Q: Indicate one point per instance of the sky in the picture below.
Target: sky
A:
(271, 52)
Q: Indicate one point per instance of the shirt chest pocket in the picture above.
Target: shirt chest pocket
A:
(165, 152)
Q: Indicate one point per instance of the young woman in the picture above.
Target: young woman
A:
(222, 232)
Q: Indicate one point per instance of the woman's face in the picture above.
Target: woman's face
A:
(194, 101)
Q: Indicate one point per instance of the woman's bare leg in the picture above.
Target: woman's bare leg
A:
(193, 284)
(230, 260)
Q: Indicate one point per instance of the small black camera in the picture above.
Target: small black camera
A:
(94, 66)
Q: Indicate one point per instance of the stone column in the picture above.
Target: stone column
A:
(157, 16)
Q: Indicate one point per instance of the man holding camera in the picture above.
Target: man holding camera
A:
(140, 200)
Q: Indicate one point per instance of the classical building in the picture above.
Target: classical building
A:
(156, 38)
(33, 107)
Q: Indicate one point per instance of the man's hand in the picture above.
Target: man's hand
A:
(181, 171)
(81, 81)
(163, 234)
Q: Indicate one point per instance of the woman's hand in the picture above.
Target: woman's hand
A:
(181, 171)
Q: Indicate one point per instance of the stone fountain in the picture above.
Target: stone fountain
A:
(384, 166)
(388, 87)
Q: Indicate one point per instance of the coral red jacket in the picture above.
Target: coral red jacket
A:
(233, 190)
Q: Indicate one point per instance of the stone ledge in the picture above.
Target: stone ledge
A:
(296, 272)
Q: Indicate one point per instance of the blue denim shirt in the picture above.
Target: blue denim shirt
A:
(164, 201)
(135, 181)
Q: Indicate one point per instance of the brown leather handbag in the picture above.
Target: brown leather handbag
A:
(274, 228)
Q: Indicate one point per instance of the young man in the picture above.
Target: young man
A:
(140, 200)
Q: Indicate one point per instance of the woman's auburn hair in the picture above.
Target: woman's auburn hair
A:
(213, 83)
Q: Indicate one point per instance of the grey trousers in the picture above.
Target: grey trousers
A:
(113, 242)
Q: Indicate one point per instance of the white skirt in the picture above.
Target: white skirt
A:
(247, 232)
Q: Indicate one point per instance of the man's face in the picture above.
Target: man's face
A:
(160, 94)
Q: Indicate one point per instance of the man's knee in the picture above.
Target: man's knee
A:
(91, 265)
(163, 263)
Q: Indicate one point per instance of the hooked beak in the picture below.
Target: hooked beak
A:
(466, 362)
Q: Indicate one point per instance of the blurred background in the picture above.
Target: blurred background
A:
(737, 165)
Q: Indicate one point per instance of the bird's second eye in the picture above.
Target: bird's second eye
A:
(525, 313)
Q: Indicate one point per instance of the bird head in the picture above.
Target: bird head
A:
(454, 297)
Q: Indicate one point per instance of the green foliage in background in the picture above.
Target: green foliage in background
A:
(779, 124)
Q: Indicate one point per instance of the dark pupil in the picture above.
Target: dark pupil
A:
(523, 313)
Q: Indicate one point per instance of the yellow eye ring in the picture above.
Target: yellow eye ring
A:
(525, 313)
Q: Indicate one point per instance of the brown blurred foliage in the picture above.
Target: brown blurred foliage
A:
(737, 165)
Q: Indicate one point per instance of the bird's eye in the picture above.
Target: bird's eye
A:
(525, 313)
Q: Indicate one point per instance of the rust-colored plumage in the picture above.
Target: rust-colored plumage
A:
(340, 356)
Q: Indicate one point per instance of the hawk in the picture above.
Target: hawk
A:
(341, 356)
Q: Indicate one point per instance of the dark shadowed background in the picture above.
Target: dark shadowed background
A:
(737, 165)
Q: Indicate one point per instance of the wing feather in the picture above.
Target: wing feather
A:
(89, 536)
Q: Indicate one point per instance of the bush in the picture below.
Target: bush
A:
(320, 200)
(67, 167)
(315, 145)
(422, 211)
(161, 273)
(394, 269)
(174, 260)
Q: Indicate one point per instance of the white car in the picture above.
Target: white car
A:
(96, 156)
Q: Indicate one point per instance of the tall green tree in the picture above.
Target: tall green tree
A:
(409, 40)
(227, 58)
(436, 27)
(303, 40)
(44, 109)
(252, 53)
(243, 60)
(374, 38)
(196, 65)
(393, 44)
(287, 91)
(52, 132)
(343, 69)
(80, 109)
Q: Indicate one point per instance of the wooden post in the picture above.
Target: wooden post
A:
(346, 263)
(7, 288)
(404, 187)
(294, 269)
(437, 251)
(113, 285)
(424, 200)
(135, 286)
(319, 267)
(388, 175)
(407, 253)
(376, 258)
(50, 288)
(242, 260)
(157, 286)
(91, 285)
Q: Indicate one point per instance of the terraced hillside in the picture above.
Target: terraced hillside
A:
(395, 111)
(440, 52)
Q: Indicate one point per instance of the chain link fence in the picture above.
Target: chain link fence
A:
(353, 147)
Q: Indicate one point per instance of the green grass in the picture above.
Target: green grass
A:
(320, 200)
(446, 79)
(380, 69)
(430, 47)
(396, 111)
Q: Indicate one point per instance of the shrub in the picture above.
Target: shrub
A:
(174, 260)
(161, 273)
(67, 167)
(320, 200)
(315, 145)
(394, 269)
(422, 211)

☆ ☆ ☆

▶ TASK STATEMENT:
Starting with the line that holds "Target: chain link fence", copy each remaining line of the listing above exactly, through the last one.

▶ YOUR RESPONSE:
Target: chain link fence
A:
(353, 147)
Q: Indicate one point per instance of the green grass in the picture above.
Target: green grass
A:
(320, 200)
(446, 79)
(380, 69)
(430, 47)
(396, 111)
Q: Indicate one point per instance of the shrub in the picture above.
Target: shrub
A:
(174, 260)
(161, 273)
(67, 167)
(320, 200)
(315, 145)
(394, 269)
(422, 211)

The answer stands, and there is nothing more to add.